### Extract provided
↓

You are given an array arr[] of N integers, and your task is to find three values (at distinct positions) whose sum is X.
Note: The indices can be printed in any order.
Examples:
Input: N = 4, X = 8, arr[] = {2, 7, 5, 1}
Output: 1 3 4
Explanation: The elements at position 1, 3 and 4 are: 2, 5 and 1 respectively. Sum of all these elements is 2 + 5 + 1 = 8.Input: N = 4, X = 7, arr[] = {1, 1, 1, 1}
Output: Impossible
Explanation: No three elements from arr[] can have total sum = 7.
Approach: To solve the problem, follow the below idea:
The problem can be solved using Sorting and Two Pointer approach. We can store pairs of values and index of arr[] in a 2D vector, say vec[][]. Sort vec in ascending order of the values. Iterate a loop, say ptr1 from 0 to N - 2, for the first value. We assume that vec[ptr1][0] is the first value and now we need to search for the second and third value. For the second and third value, we can use two pointers(ptr2 and ptr3) on the ends of the remaining subarray (ptr2 = ptr1 + 1, ptr3 = N - 1). Let's say the sum of these three values is currentSum = vec[ptr1][0] + vec[ptr2][0] + vec[ptr3][0]. Now, we can have three cases:
- Case 1: currentSum = X, we got the answer so print vec[ptr1][1], vec[ptr2][1] and vec[ptr3][1].
- Case 2: currentSum < X, this means we want to increase the sum of three value. Since we have assumed that vec[ptr1][0] is the first value, we cannot change ptr1. So the only way to increase the sum is to move ptr2 forward, that is ptr2 = ptr2 + 1.
- Case 3:currentSum > X, this means we want to decrease the sum of three value. Since we have assumed that vec[ptr1][0] is the first value, we cannot change ptr1. So, the only way to decrease the sum is to move ptr3 backward, that is ptr3 = ptr3 - 1.

↑

### Given data

↓

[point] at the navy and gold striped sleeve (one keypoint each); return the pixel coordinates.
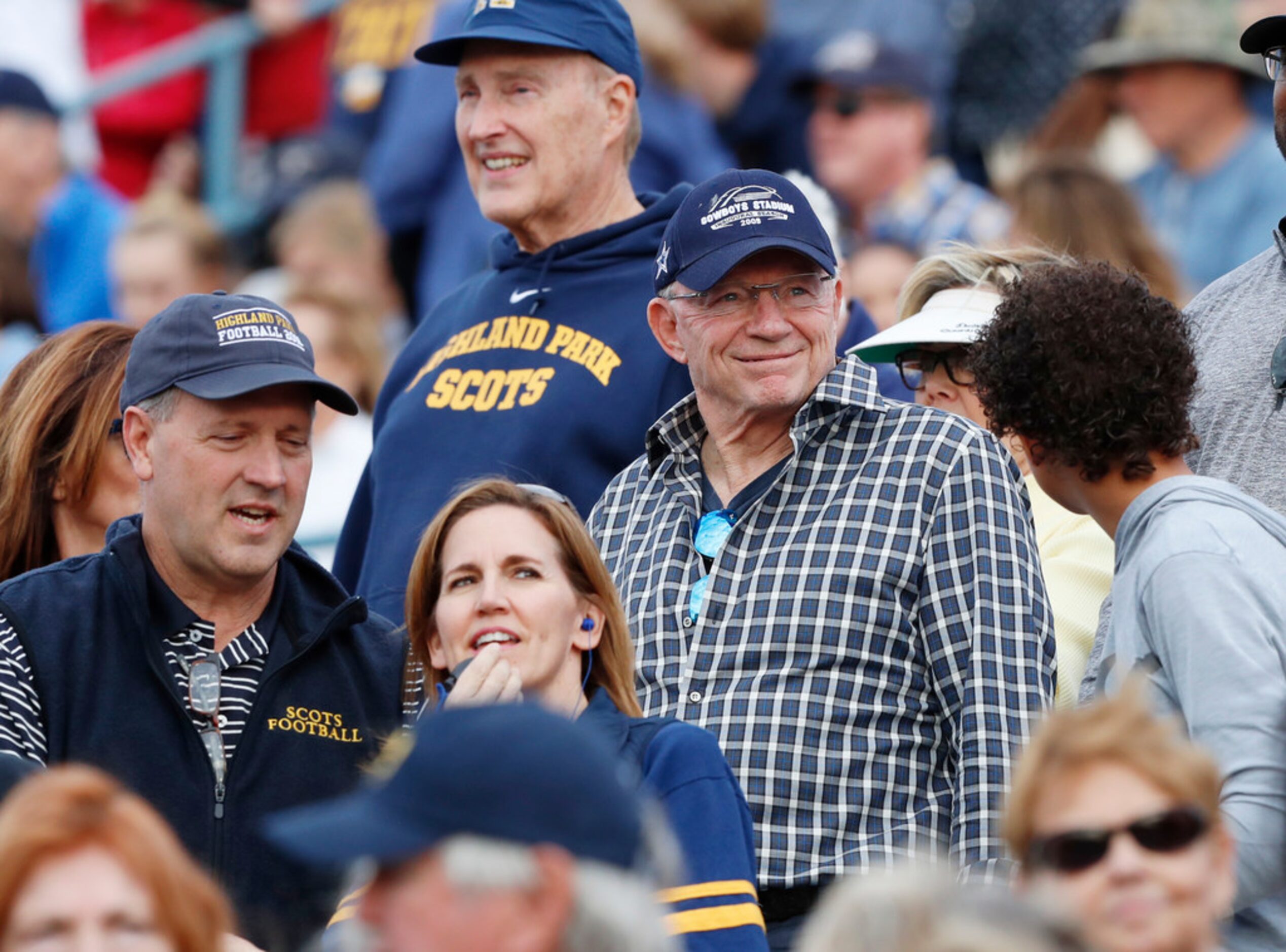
(717, 910)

↑

Answer these from the extract on finding three values that sum to X:
(a) In the first example, which values at positions 1, 3 and 4 add up to 8?
(b) What output does the second example give?
(c) When currentSum is less than X, which pointer is moved, and in which direction?

### Correct answer
(a) 2, 5 and 1
(b) Impossible
(c) ptr2 is moved forward, so ptr2 = ptr2 + 1.